> **TASK A**
In the gradient descent text, what programming language is the notebook's framework to be built in?
> **TASK B**
For each statement, say whether the gradient descent text agrees, and quote its deciding words: (i) the notebook explains in detail how to compute the derivatives of error functions; (ii) the gradient of a function points toward the direction of maximal increase; (iii) for the author's purposes, these algorithms are meant to train neural networks.
> **TASK C**
Continue the gradient descent text from its last line.

In supervised learning algorithms, we generally have some model (such as a neural network) with a set of parameters (the weights), a data set, and an error function which measures how well our parameters and model fit the data. With many models, the way to train the model and fit the parameters is through an iterative minimization procedure which uses the gradient of the error to find the local minimum in parameter space. This notebook will not go into the details of neural networks or how to compute the derivatives of error functions, but instead focuses on some of the simple minimization methods one can employ. The goal of this notebook is to develop a simple yet flexible framework in Haskell in which we can develop gradient descent methods.
Although you should keep in mind that the goal of these algorithms (for our purposes) is to train neural networks, for now we will just discuss some abstract function $f(\vec x)$ for which we can compute all partial derivatives. $\newcommand\vector[1]{\langle #1 \rangle}\newcommand\p[2]{\frac{\partial #1}{\partial #2}}$
Gradient Descent
The simplest algorithm for iterative minimization of differentiable functions is known as just gradient descent. Recall that the gradient of a function is defined as the vector of partial derivatives:
$$\nabla f(x) = \vector{\p{f}{x_1}, \p{f}{x_2}, \ldots, \p{f}{x_n}}$$
and that the gradient of a function always points towards the direction of maximal increase at that point.
Equivalently, it points away from the direction of maximum decrease - thus, if we start at any point, and keep moving in the direction of the negative gradient, we will eventually reach a local minimum.
This simple insight leads to the Gradient Descent algorithm. Outlined algorithmically, it looks like this:
- Pick a point $x_0$ as your initial guess.
- Compute the gradient at your current guess: $v_i = \nabla f(x_i)$
- Move by $\alpha$ (your step size) in the direction of that gradient: $x_{i+1} = x_i + \alpha v_i$
- Repeat steps 1-3 until your function is close enough to zero (until $f(x_i) < \varepsilon$ for some small tolerance $\varepsilon$)

> **DATA BLOCK**
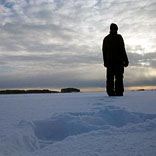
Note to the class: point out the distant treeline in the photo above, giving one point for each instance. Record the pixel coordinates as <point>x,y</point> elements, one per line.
<point>26,91</point>
<point>64,90</point>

> **WRITTEN REPLY A**
Haskell.

> **WRITTEN REPLY B**
(i) No: "This notebook will not go into the details of neural networks or how to compute the derivatives of error functions"
(ii) Yes: "the gradient of a function always points towards the direction of maximal increase at that point"
(iii) Yes: "the goal of these algorithms (for our purposes) is to train neural networks"

> **WRITTEN REPLY C**
Note that the step size, $\alpha$, is simply a parameter of the algorithm and has to be fixed in advance.
Though this algorithm is simple, it will be a bit of a challenge to formalize it into executable Haskell code that we can later extend to other algorithms. First, note that gradient descent requires two things:
- Something to optimize (a function)
- What to optimize over (the parameters)
- A way to compute partials of the function
Note that we don't actually need to call the function itself - only the partial derivatives are necessary.
We're going to define a single class for things on which we can run gradient descent. Although later we may want to modify this class, this serves as a beginning:
:set -XTypeFamilies
class GradientDescent a where
-- Type to represent the parameter space.
data Params a :: *
-- Compute the gradient at a location in parameter space.
grad :: a -> Params a -> Params a
-- Move in parameter space.
paramMove :: Double -- Scaling factor.
-> Params a -- Direction vector.
-> Params a -- Original location.
-> Params a -- New location.
In order to use some type a
with our gradient descent, we require that it is an instance of GradientDescent
. This class requires a few things.
First off, we use type families in order to define a representation for the parameter space. We want to be able to operate on points in the parameter space of our function; however, while something like a list of values might be nice and simple in one case, it is inappropriate and inefficient when storing the weights of a neural network. Thus, we let each class instance decide how to store its parameters by defining an associated type instance. (We will see an instance of this later!)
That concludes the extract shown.